§ KORTE OEFENING 1: Schrijf uit de lijst letterlijk alles over vanaf de regel met "Could you point to the green roofed" tot en met het einde van de lijst.

§ BRONDOCUMENT:
|---|

ECLI:NL:HR:2006:AV0046

Hoge Raad

Datum uitspraak
24 februari 2006
Publicatiedatum
4 april 2013
Zaaknummer
C04/354HR
Instantie
Hoge Raad
Type
Uitspraak
Rechtsgebied
Civiel recht
Procedures
  • Cassatie
Vindplaatsen
  • Rechtspraak.nl
AI samenvatting door LexboostAutomatisch gegenereerd

Jaarrekeningenrecht en groepsvrijstelling in kort geding tussen vermogensbeheerder en Ahold

In deze zaak heeft Amstel Capital Management B.V. (ACM) Ahold c.s. in kort geding gedagvaard, waarbij ACM vorderingen heeft ingesteld om toegang te krijgen tot de enkelvoudige jaarstukken van Ahold over de jaren 2001 en 2002. ACM, als vermogensbeheerder, vertegenwoordigt cliënten die obligaties van Ahold bezitten. De vorderingen van ACM zijn door de voorzieningenrechter van de rechtbank Amsterdam afgewezen, waarna ACM in hoger beroep ging. Het gerechtshof heeft het vonnis van de voorzieningenrechter bekrachtigd, wat leidde tot cassatie bij de Hoge Raad.

De Hoge Raad heeft zich gebogen over de vraag of Ahold verplicht was om de enkelvoudige jaarstukken beschikbaar te stellen, gezien de groepsvrijstelling van artikel 2:403 lid 1 BW. De Hoge Raad oordeelde dat de verplichting tot het openbaar maken van jaarrekeningen niet zelfstandig geldt voor Ahold, omdat Ahold vrijgesteld is van het opmaken van een jaarrekening volgens de voorschriften van titel 9 van boek 2 BW. De Hoge Raad concludeerde dat de bepaling in het Fondsenreglement, die stelt dat jaarrekeningen en verslagen voor obligatiehouders beschikbaar moeten zijn, niet betekent dat Ahold verplicht is om een enkelvoudige jaarrekening op te stellen.

De Hoge Raad verwierp het beroep van ACM en oordeelde dat de uitleg van het hof over de groepsvrijstelling en de verplichtingen van Ahold correct was. ACM werd veroordeeld in de kosten van het geding in cassatie, die aan de zijde van Ahold c.s. zijn begroot op € 359,34 aan verschotten en € 2.200,-- voor salaris. Dit arrest is gewezen door de vice-president en vier raadsheren, en openbaar uitgesproken op 24 februari 2006.

|---|

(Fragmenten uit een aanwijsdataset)

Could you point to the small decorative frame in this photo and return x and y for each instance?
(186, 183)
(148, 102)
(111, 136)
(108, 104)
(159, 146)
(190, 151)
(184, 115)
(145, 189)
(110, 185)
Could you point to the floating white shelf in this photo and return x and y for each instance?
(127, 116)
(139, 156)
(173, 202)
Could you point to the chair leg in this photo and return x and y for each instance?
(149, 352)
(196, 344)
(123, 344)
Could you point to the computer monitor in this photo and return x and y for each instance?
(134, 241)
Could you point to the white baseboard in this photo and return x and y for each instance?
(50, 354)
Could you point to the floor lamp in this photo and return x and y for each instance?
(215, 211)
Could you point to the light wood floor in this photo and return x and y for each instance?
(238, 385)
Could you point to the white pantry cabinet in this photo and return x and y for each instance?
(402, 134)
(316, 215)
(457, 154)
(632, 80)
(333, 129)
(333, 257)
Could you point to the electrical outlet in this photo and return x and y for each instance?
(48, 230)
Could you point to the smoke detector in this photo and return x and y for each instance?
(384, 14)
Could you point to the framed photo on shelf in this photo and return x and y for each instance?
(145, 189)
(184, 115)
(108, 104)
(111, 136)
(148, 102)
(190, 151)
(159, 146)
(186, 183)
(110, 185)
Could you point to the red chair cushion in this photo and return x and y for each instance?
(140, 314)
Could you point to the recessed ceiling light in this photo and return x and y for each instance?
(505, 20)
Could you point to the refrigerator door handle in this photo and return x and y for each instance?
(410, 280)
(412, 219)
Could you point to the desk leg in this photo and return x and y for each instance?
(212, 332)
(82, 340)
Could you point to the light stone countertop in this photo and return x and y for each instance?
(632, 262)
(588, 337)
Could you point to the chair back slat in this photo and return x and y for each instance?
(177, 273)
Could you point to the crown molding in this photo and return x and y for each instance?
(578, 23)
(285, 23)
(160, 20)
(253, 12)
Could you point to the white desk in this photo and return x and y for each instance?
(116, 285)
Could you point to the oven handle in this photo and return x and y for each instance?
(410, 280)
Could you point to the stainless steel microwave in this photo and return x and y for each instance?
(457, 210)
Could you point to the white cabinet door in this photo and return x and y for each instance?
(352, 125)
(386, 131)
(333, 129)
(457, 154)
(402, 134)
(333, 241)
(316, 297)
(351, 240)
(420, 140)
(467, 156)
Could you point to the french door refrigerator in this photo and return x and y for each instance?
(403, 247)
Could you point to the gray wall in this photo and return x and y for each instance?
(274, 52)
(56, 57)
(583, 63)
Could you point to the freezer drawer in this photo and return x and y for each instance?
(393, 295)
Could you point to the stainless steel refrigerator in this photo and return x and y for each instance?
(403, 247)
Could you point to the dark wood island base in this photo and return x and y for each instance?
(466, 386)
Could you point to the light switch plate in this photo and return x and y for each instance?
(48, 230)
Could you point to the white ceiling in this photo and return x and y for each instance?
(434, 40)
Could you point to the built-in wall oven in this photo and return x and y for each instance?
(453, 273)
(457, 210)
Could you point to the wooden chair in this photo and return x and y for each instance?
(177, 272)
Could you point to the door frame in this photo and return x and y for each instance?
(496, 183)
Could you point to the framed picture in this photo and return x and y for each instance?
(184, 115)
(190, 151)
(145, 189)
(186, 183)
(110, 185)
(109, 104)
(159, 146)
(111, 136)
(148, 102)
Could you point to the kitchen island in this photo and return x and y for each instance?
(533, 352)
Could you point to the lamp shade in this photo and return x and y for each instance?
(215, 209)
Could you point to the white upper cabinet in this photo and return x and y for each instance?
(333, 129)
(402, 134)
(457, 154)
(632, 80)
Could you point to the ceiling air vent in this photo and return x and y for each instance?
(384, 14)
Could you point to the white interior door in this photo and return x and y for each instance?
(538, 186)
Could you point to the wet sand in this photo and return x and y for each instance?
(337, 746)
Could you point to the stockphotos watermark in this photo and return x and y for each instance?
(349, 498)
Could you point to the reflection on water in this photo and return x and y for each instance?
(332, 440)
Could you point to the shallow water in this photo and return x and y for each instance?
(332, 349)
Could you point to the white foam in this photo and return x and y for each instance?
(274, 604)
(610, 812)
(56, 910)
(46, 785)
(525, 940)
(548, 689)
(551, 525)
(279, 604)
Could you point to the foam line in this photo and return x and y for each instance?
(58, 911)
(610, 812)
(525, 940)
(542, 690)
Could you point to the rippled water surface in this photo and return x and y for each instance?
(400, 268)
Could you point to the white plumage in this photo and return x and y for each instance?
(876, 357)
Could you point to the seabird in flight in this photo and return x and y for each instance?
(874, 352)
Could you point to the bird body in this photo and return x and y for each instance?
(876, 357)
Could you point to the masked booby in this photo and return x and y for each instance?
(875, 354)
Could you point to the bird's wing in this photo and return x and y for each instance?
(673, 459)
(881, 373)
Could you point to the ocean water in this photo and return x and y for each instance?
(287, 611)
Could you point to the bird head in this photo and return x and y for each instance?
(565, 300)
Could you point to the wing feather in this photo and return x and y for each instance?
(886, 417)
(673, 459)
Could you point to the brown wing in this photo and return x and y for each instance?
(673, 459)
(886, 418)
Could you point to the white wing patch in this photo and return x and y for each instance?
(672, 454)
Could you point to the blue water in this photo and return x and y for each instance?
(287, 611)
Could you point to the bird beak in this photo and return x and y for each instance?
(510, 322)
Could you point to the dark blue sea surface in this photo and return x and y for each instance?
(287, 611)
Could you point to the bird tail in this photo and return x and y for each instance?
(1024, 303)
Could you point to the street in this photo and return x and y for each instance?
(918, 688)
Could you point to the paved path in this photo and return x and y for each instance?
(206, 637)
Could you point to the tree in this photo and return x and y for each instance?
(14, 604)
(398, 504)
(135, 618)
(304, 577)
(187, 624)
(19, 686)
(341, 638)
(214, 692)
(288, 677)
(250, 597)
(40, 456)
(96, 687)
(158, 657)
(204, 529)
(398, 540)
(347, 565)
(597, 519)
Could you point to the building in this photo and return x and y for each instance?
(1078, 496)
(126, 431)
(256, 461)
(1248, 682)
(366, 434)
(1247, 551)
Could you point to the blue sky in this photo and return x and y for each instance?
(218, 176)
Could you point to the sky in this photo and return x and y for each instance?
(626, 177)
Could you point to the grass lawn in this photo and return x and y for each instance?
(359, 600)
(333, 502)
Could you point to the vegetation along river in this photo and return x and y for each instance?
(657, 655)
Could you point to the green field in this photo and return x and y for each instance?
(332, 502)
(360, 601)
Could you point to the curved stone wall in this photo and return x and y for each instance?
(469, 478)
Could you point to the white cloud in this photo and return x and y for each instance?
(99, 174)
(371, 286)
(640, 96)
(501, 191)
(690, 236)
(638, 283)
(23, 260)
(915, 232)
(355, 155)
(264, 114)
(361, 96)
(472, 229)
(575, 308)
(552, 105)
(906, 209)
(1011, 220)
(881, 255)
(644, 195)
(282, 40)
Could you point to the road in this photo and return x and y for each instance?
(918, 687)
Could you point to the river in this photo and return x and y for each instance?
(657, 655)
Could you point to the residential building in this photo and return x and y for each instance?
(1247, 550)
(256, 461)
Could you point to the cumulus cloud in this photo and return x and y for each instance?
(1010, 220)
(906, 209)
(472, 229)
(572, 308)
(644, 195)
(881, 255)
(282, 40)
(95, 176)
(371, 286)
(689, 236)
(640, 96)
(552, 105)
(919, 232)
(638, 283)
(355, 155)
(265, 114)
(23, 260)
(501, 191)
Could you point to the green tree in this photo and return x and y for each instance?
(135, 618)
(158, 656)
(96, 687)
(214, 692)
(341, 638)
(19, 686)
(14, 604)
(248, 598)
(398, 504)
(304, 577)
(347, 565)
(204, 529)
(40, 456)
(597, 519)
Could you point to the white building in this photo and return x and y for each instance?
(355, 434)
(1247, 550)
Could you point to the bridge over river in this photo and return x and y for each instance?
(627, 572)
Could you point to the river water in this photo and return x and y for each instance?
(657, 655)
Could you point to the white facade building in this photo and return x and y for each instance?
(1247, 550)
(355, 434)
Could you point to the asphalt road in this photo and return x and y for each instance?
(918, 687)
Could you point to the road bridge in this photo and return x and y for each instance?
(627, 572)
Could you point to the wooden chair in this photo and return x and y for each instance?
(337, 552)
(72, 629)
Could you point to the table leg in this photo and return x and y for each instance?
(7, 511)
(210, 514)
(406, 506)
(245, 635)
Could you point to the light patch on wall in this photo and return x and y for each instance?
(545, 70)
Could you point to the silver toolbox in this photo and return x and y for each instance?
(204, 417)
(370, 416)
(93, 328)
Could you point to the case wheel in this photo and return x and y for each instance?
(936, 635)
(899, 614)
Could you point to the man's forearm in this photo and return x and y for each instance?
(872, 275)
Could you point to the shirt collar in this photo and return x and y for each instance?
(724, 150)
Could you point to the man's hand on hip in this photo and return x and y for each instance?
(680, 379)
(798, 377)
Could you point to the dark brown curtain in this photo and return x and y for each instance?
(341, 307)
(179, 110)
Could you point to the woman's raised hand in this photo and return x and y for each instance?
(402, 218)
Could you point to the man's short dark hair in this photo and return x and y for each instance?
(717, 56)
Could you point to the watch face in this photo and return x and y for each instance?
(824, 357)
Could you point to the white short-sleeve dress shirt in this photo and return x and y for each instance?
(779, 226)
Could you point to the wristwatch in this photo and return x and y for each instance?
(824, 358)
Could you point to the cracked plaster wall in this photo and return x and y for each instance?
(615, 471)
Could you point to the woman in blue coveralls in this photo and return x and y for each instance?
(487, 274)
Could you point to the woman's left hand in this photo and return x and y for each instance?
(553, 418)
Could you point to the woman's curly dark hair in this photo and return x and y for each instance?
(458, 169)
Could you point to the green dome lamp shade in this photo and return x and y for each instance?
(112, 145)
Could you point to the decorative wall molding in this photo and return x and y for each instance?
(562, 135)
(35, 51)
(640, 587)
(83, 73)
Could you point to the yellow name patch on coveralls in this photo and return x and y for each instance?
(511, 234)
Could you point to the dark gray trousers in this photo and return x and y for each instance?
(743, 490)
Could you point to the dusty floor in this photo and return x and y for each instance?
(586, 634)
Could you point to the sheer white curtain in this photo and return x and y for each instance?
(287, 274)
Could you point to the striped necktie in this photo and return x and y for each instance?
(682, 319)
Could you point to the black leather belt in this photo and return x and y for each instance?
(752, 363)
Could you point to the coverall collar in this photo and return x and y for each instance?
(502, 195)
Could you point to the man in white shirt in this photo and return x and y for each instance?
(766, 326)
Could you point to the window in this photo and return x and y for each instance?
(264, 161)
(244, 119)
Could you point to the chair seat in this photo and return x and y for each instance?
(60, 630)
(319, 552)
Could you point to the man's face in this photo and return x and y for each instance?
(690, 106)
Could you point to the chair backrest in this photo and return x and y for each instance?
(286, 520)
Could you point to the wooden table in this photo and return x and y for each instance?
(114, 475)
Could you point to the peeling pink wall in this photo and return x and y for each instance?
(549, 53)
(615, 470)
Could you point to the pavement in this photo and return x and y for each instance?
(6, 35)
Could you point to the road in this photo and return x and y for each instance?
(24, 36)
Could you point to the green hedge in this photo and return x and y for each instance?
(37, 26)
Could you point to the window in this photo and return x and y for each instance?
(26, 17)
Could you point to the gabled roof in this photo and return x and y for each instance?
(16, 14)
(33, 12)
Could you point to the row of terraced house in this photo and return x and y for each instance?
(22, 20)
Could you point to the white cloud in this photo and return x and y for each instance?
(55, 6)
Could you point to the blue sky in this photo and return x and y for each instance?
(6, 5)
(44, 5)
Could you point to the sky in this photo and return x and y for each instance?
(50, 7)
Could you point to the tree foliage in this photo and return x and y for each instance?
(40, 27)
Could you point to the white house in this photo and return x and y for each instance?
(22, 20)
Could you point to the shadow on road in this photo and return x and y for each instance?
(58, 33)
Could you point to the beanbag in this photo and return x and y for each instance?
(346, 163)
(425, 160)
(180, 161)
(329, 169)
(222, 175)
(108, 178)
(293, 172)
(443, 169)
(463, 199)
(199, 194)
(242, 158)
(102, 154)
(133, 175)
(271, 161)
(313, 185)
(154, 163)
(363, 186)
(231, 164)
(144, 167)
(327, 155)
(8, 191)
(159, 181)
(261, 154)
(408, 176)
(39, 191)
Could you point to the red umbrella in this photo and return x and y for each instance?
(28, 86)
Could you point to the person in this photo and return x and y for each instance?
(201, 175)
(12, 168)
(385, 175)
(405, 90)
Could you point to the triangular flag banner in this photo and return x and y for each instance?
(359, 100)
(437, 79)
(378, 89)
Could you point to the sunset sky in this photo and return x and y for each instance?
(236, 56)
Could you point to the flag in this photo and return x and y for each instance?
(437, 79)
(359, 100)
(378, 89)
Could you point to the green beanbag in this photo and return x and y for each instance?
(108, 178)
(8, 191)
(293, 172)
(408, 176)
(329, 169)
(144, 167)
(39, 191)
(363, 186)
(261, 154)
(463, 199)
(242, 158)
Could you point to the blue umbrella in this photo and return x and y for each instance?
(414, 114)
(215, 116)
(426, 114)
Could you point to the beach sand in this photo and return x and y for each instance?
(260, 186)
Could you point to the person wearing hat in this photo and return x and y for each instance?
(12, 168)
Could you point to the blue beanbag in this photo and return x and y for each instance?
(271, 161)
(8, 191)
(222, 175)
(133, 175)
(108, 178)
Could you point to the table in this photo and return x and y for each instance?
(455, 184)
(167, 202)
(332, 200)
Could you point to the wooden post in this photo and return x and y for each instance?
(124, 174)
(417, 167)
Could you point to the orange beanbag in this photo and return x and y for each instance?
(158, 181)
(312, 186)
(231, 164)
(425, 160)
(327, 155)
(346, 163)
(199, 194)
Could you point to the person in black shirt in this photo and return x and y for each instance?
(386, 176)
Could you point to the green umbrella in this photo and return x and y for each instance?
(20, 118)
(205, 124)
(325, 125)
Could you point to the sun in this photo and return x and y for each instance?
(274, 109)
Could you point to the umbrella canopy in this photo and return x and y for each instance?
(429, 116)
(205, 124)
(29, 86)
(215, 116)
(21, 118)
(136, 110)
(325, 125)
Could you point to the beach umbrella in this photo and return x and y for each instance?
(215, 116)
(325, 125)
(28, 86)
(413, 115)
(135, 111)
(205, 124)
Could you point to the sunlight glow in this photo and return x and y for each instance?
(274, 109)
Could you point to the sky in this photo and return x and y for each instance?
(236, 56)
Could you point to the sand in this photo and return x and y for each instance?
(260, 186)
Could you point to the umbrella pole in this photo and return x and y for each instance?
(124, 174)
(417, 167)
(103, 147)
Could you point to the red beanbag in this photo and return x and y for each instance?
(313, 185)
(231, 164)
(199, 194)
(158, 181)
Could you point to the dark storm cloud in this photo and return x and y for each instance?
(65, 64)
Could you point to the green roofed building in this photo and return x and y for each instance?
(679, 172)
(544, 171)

|---|

§ KORTE OEFENING 2: Noem alle rechterlijke instanties die volgens het brondocument deze zaak hebben behandeld.

§ SCHRIFTELIJK ANTWOORD 1:
Could you point to the green roofed building in this photo and return x and y for each instance?
(679, 172)
(544, 171)

§ SCHRIFTELIJK ANTWOORD 2: De zaak werd behandeld door de voorzieningenrechter van de rechtbank Amsterdam, door het gerechtshof en door de Hoge Raad.